INFORMATION PROVIDED:
---
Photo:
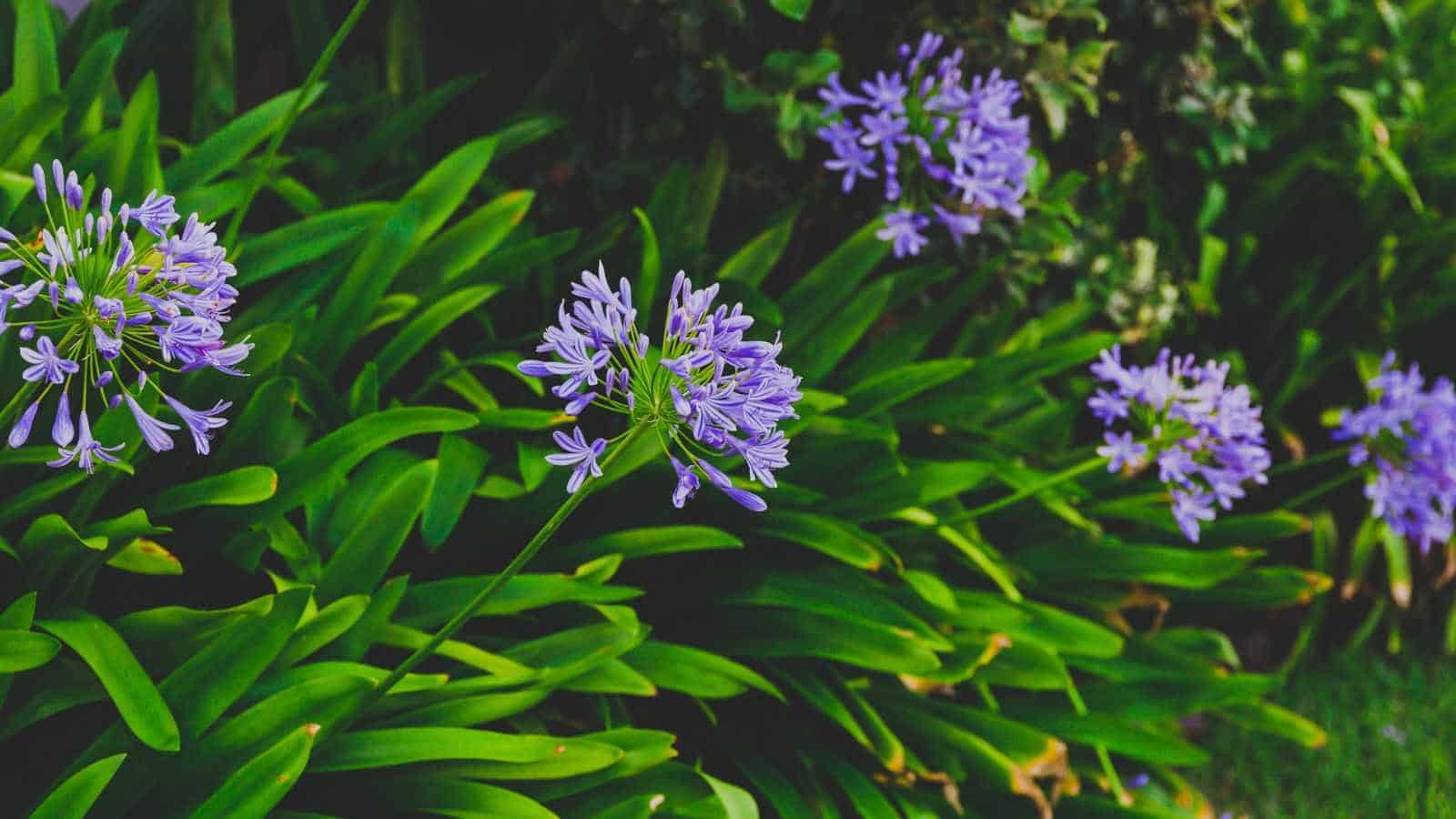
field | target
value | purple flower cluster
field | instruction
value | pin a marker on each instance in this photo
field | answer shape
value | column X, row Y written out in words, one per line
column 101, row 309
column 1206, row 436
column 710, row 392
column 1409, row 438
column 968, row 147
---
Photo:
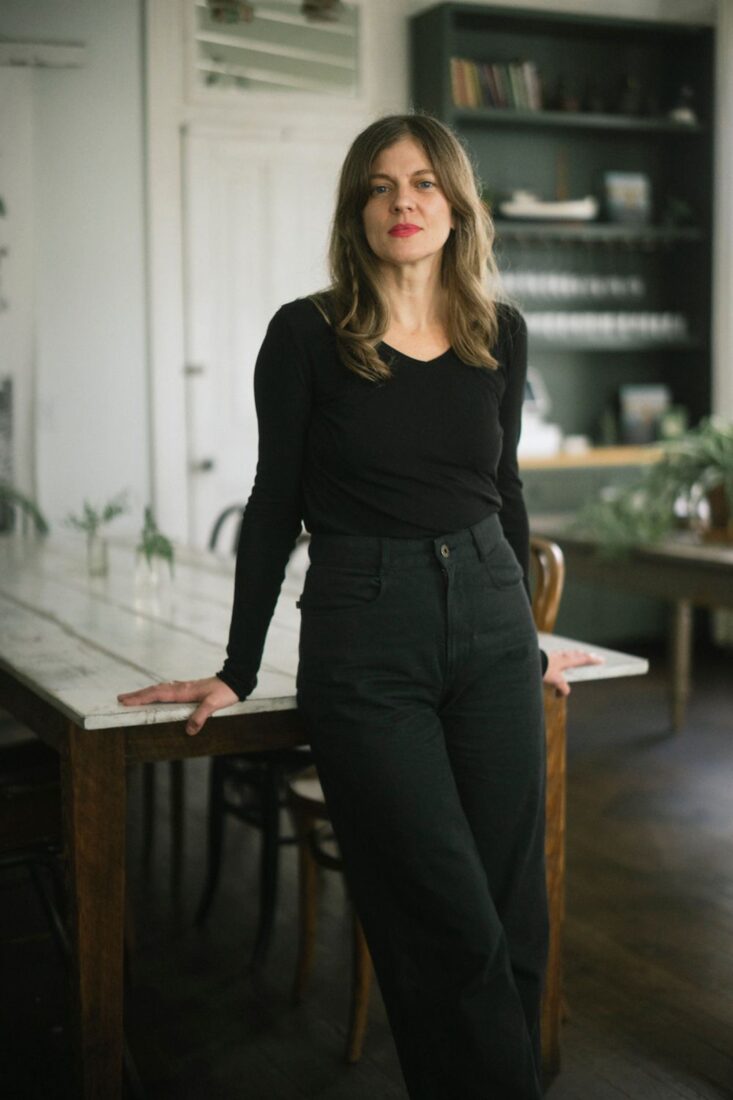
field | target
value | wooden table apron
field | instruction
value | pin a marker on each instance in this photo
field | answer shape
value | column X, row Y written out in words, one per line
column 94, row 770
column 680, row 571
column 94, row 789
---
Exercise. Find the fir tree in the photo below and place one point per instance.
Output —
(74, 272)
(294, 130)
---
TASK PROMPT: Gather every line of the material above that contains the word "column", and copy each such line in full.

TASK RESULT:
value | column X, row Y written out in words, one per line
column 101, row 309
column 1206, row 436
column 710, row 392
column 1409, row 438
column 968, row 147
value | column X, row Y written out in words, one per line
column 94, row 770
column 680, row 571
column 94, row 789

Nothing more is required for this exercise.